29. The electrical connector of claim 26, wherein the contact block is received in the housing in a receiving direction, and wherein the first protrusion extends from the housing in a direction opposite the receiving direction.
30. The receptacle housing of claim 26, wherein the first protrusion comprises a size that enables it to be press-fit into the first well.
31. The receptacle housing of claim 26, wherein the first protrusion comprises a tip that facilitates alignment of the contact block as it is received in the housing.
32. The receptacle housing of claim 31, wherein the tip is in the shape of a triangle.
Description
CROSS REFERENCE TO RELATED APPLICATIONS

The present invention relates to U.S. patent application having Ser. No. 10/232,883 filed Aug. 30, 2002, entitled “Electrical Connector Having A Cored Contact Assembly[,]” which is assigned to the assignee of the present application and hereby incorporated herein by reference in its entirety.

FIELD OF THE INVENTION

The invention relates to electrical connectors and specifically to improved alignment features in electrical connector housings.

Data lines:
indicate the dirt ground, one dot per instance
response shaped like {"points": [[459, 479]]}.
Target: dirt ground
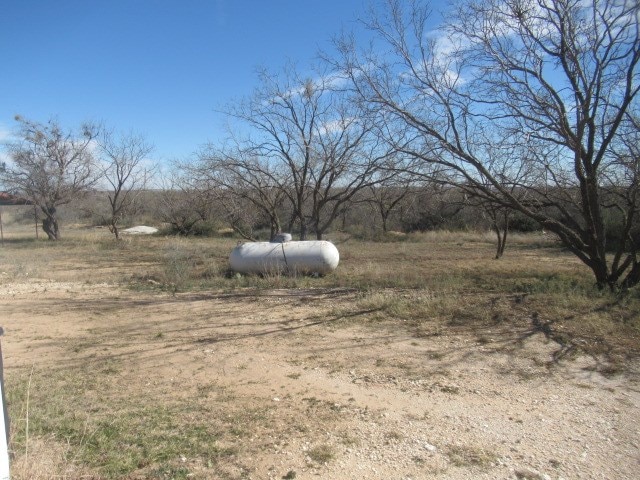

Written task: Summarize the patent excerpt in two sentences. The listing has no connection to the patent excerpt.

Answer to this problem: The claims describe a first protrusion on a receptacle housing that can be press-fit into a first well, extends opposite the direction in which the contact block is received, and has a tip, triangular in one claim, that helps align the contact block as it enters the housing. The invention concerns improved alignment features in electrical connector housings and relates to a U.S. patent application filed Aug. 30, 2002, titled "Electrical Connector Having A Cored Contact Assembly."